(Texto para ler):
□ □ □ □ □ □ □

São 15, estou furiosamente a carregar compulsivamento com força abrutlhada no telemóvel a tirar fotografias aos cadernos e desenhos que fizeram para por numa app para os professores verem. Estou a rezar para que esteja a mandar as fotos certas para os professores certos, enquanto oiço o terrorista a acordar. Ninguém está a ver e fica lá mais um bocado a chorar, porque em tempo de infeções respiratórias é preciso fazer terapia de pulmões e ficar a chorar 10 minutos no quarto parece-me justificado (deve haver pelo menos um “especialista” na net que concorde comigo, por isso tá tudo bem).

Entretanto apitaram as máquinas da loiça e da roupa ao mesmo tempo. O suor começa a crescer e a intensidade a subir. As 15h30 são o auge. Dois a acabar uma aula e o terceiro a começar outra. Um a chorar no quarto, é preciso estender roupa, arrumar loiça e cozinha e não esquecer que ainda vem aí o lanche e aspirar a casa. É esperar ter a sorte de ter vontade de ir à casa de banho que legitima qualquer erro ou dever que falhe ou seja mal executado.

Nesta fase da gincana que é a nossa tarde, tropeça-se mais vezes na cadela, que como em qualquer bom filme cómico, é ... surda. A madeira de casa vai-se soltando com o uso e alguns pregos começam a soltar-se. Aqui, para resolver, apostei no rapaz de 5 anos, explicando que os pregos eram corona-virus. O rapaz passa o tempo livre a martelar o chão a matar coronavirus. Enquanto tiro a loiça da máquina, ouço o Zé a continuar a dizer ao professor que o “P” é um “T” e com ainda mais convicção. Não te preocupes Zézão que quando o pai tiver tempo, vai falar com os senhores do acordo ortográfico e vamos mudar as letras para não te confundir.

□ □ □ □ □ □ □

(Informação fornecida):

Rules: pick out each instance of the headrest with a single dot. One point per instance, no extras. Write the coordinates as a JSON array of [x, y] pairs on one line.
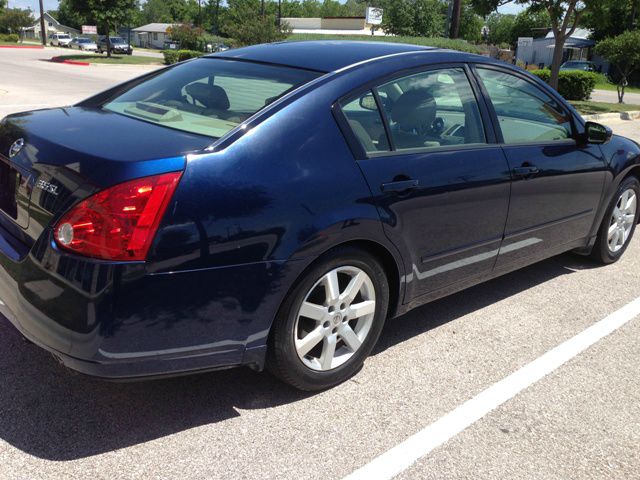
[[414, 109], [211, 96]]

□ □ □ □ □ □ □

(Tarefas a realizar):
1. As afirmações (a), (b) e (c) estão de acordo com o relato da tarde em casa? Responda sim ou não a cada uma e cite as palavras do texto que o decidem.
(a) A cadela da casa é surda.
(b) As máquinas da loiça e da roupa apitaram em momentos diferentes.
(c) O rapaz de 5 anos passa o tempo livre a martelar o chão.
2. Retome o relato da tarde em casa a seguir à última frase e continue-o.

(Respostas escritas):
1.
(a) Sim: «tropeça-se mais vezes na cadela, que como em qualquer bom filme cómico, é ... surda.»
(b) Não: «apitaram as máquinas da loiça e da roupa ao mesmo tempo.»
(c) Sim: «O rapaz passa o tempo livre a martelar o chão a matar coronavirus.»

2.
Acaba-se de arrumar a loiça e há um certa acalmia à minha volta. Estranho... Mas rapidamente me lembro do terrorista que estava a fazer terapia pulmonar com água salgada. Abro a porta do quarto e está a tocar piano. Perfeito. Aposto que foi assim que o Mozart aprendeu a tocar piano. Ninguém o queria ouvir a chorar e fecharam-no num quarto com um piano a fazer “terapia pulmonar” durante uma “pandemia” que pode ou não ter durado uns anos.

Já só oiço o terrorista, porque expulsei os outros para o “recreio” e tenho que preparar o lanche. Iogurte, mel, torradas e fruta, para freguês escolher. O terrorista vem comigo aspirar, gosta de limpar. Um pianista doméstico num ano e meio. Devemos estar a fazer alguma coisa bem! Tenho um aspirador com uma turbina desenhada pela Nasa e o resto é conversa. Pomos-nos a juntar pares de meias. Mais de metade não têm par e vão esperar a próxima leva para ver se encontram uma pelo menos parecida. Este mistério há de ser explicado algum dia.

São 18. Vou andar mais ou menos rápido correr com eles, para os gastar e fazer exercicio. Mas uma vez cada um, para ritmos diferentes e o facto é que temos trocas de palavras que nem oiço conversas interessantes para cada uma das idades. Mãe fica com o terrorista e planeia o jantar.

São 19 horas, todos para a piscina na banheira onde despejo champoo e tenho pensamentos de afogamento o banho, terrorista incluido. Preparo pijamas e fraldas. Visto os trapalhões, arrumamos mais um bocado o quarto, porque não conseguimos ver o chão com tanto brinquedo e toalhas no chão. Começam a lutar uns com os outros, grrrrr!! Vou sentar-me 15 minutos na sala porque já tá complicado não os empurrar pelas escadas abaixo.

São 20 Horas e sentamo-nos à mesa para fazer terapia de riso, gozar uns com os outros e planear o dia seguinte, que vai ser igual mas em diferente. Acreditem que vamos todos ter saudades da quarentena. Somos mais e melhores, apesar de termos mais vontade de magoarmos os outros e a nós próprios.

As noites são um mundo à parte sobre o qual já escrevi anteriormente, mas consegui subir um nível e agora tenho o maior vilão nocturno para ultrapassar para ganhar este jogo. Sobre isto escreverei mais tarde, porque merece um género literário próprio, uma mistura de romance, ficção e terror que se repete todo o santo dia, neste caso noite.

Fiquem bem e não façam o que eu digo, nem façam o que eu faço. Desenrasquem-se, respirem, e tudo ficará bem.